- Goal 1
In the records, from the first line up to and including the line with "[125,277,929,361]", update the lines by replacing "wall" with "fence" and leaving everything else unchanged.
* begin Text section *
Post by John F » Fri Mar 18, 2016 4:31 pm

In December I recommended Joby Warrick's "Black Flags: The Rise of ISIS" for those who want to know our enemy better. It narrates the history of the rise of the Islamic State and the personalities involved both in ISIS and on the American side. Abdel Bari Atwan's "Islamic State: The Digital Caliphate" partly overlaps Warrick but as its title promises, tells more about how ISIS uses the Internet for covert communication, disseminating its propaganda, and converting recruits.

The first chapter, "Masters of the Digital Universe," sets forth "the paradoxical clash between advanced twenty-first century technology and the Salafist-jihadist interpretation of Islam which espouses the values of life in the seventh century." That is no longer a clash; ISIS now uses social networking platforms (Facebook, etc.), Twitter, Skype, and web sites. It exploits anonymous, encrypted platforms such as Kik, WhatsApp, VPN/Tails, and TOR. The latter was developed for the U.S. Navy as a secure browser, but now anybody can download it for free.

https://www.torproject.org/

Atwan says, "The head of the Islamic State's media department is Ahmed Abousamra, a Syrian who was born in 1981 in France and then brought up in Massachusetts where his father is a well-known endocrinologist. He obtained a degree in IT and worked in telecommunications before becoming self-radicalized; he encountered no obstacles in relocating to Aleppo in 2011 thanks to his dual Syrian-American nationality. Under Abousamra's direction are several media organizations with full-time staff... These are solely for the purposes of propaganda... [They employ] professional journalists, filmmakers, photographers, and editors... and have brought in cutting-edge technology and qualified operators. As a result, its film output is of a quality more usually associated with national broadcasters or even Hollywood." This goes some distance toward explaining Islamic State's effectiveness in converting and recruiting people from all over the world.
* end Text section *
- Goal 2
Set down the passage of the forum post from "Post by John" up to and including "and converting recruits.", word for word.
* begin Records supplied *
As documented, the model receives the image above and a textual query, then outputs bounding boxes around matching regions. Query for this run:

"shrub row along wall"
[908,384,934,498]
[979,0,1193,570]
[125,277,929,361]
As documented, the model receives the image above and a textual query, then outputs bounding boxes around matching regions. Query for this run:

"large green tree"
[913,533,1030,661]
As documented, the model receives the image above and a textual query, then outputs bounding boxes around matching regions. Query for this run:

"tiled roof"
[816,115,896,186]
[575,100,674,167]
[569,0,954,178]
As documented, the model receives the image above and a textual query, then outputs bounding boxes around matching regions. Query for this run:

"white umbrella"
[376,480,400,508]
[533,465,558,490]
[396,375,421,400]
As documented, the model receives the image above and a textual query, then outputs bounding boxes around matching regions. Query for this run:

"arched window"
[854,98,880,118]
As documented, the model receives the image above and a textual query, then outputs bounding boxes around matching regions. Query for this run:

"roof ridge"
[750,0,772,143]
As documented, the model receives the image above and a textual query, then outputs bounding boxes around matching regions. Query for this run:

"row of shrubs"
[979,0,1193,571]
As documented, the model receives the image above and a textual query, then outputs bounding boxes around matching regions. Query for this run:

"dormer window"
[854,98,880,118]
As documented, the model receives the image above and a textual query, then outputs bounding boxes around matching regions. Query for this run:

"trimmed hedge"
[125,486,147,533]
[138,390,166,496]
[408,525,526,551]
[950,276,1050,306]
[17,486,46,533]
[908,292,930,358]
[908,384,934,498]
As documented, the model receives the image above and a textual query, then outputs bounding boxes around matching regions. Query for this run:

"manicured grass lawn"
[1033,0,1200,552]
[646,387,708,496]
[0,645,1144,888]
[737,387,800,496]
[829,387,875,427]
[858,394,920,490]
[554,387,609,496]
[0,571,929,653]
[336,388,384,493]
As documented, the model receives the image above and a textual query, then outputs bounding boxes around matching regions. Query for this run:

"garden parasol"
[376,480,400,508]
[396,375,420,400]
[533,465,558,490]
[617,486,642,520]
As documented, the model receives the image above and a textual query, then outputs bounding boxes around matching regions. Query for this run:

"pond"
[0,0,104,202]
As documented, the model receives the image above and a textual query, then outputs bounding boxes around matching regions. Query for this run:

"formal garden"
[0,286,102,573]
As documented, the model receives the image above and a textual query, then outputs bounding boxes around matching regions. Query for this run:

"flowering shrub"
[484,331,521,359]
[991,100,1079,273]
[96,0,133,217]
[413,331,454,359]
* end Records supplied *
- Answer 1
As documented, the model receives the image above and a textual query, then outputs bounding boxes around matching regions. Query for this run:

"shrub row along fence"
[908,384,934,498]
[979,0,1193,570]
[125,277,929,361]

- Answer 2
Post by John F » Fri Mar 18, 2016 4:31 pm

In December I recommended Joby Warrick's "Black Flags: The Rise of ISIS" for those who want to know our enemy better. It narrates the history of the rise of the Islamic State and the personalities involved both in ISIS and on the American side. Abdel Bari Atwan's "Islamic State: The Digital Caliphate" partly overlaps Warrick but as its title promises, tells more about how ISIS uses the Internet for covert communication, disseminating its propaganda, and converting recruits.